Render the rows below as a two-column CSV with the header text,answer. Give one line per row, with its text and its answer each in a single quoted field, line breaks replaced by spaces, and the pictures left out.

§

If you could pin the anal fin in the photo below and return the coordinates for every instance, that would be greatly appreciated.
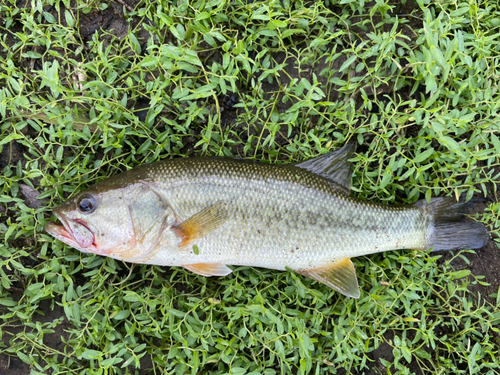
(339, 275)
(209, 269)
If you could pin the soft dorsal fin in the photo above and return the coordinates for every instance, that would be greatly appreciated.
(334, 166)
(339, 275)
(209, 269)
(201, 223)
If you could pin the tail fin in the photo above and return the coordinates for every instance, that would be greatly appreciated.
(446, 232)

§

▶ Completed task:
text,answer
"If you could pin the anal fin in the photo below and return the coordinates for every instance, that would be greatly appreciated.","(339, 275) (209, 269)"
"If you could pin the soft dorsal fin in the photo above and return the coordinates for every instance, that would be greatly appreciated.","(334, 166) (339, 275) (209, 269) (201, 223)"
"If you could pin the tail fin in the photo above and return the coordinates for every instance, that would be greatly appreciated.","(446, 232)"